Prompt A ▸ Reproduce everything in the Supreme Court article from "Those who know" down to "qualified for promotion.".
Prompt B ▸ For each of the following statements, say yes or no to whether it agrees with the Supreme Court article, and quote the words of the article that settle it: (i) New Haven assigned its firefighter promotion test in 2003. (ii) None of New Haven's African-American firefighters passed the test. (iii) Nineteen white firefighters qualified for promotion.
Prompt C ▸ Carry on the article about the Supreme Court and affirmative action, starting after its final sentence.

Given passage ▸
┄┄┄┄┄┄┄┄┄┄

Supreme Court sets back affirmative action

Published Jul 8, 2009 5:29 PM

Consider this test question that measures sports knowledge among a group of people 70 years of age and older who claim to be baseball fans:

“Who was the best professional right-handed pitcher between 1930 and 1955?”

Those completely focused on major league baseball might answer, “Bob Feller.”

Those who know something about the “Negro League”—racism kept African Americans out of MLB until 1947—would probably answer, “Satchel Paige.”*

What’s the right answer? The answer is that it’s hard to make a test that has no cultural bias, even when that is the goal.

That’s what the city of New Haven, Conn., discovered in 2003 when it assigned a multiple-choice test as part of the criteria for promoting firefighters to officer positions. Though some of New Haven’s African-American firefighters passed the test, none scored high enough to be promoted. Nineteen white firefighters and one Latino qualified for promotion.

There were obviously African-American firefighters in New Haven who would be capable supervisors. Following the guidelines for affirmative action indicated by the 1964 Civil Rights Act and later decisions on achieving increased equality, the city of New Haven’s authorities decided—quite reasonably—that the problem was with the test.

┄┄┄┄┄┄┄┄┄┄

Data excerpt ▸
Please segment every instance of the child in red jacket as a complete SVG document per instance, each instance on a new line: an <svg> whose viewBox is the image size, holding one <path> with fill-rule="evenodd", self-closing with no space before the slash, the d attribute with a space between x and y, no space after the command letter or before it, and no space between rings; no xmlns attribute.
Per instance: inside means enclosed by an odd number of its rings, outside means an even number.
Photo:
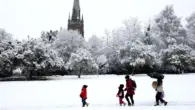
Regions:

┄┄┄┄┄┄┄┄┄┄

Reply A ▸
Those who know something about the “Negro League”—racism kept African Americans out of MLB until 1947—would probably answer, “Satchel Paige.”*

What’s the right answer? The answer is that it’s hard to make a test that has no cultural bias, even when that is the goal.

That’s what the city of New Haven, Conn., discovered in 2003 when it assigned a multiple-choice test as part of the criteria for promoting firefighters to officer positions. Though some of New Haven’s African-American firefighters passed the test, none scored high enough to be promoted. Nineteen white firefighters and one Latino qualified for promotion.

Reply B ▸
(i) Yes: "discovered in 2003 when it assigned a multiple-choice test"
(ii) No: "some of New Haven’s African-American firefighters passed the test"
(iii) Yes: "Nineteen white firefighters and one Latino qualified for promotion."

Reply C ▸
This meant that the written/oral test excluded Black supervisors and would thereby reinforce the weight of 400 years of slavery, 138 additional years of oppression and discrimination, and the current load of institutionalized racism. A test that excludes in this way is illegal. It creates additional problems for a city whose population is 60 percent Black and/or Latina/o. The city decided to postpone the promotions until they found a more nearly unbiased test.

Unfortunately for working-class solidarity, the 19 white firefighters and one Latino sued for the promotions. A lower court—in which Barack Obama’s Supreme Court nominee Sonia Sotomayor took part—approved the city’s decision. But in late June the U.S. Supreme Court by a 5-4 vote reversed the lower court and decided the promotions should go through. The usual arch-reactionary justices made up the majority.

A complete overhaul of the educational, court, prison, economic and social structure is needed to eradicate all forms of racist inequality. Affirmative action, while only a small remedy to confront the vast weight of institutional racism that still exists throughout U.S. society, is still better than nothing. The court’s decision should be reversed as soon as possible—reversed in the streets and in the next decision by the court.

It is likely that the 20 firefighters who took part in the suit, plus the Black firefighters, are all qualified for promotion. A multiple-choice test is a questionable measure of the ability to make emergency split-second decisions of how to deploy forces while a building is burning or how well the “troops” will respond to a command.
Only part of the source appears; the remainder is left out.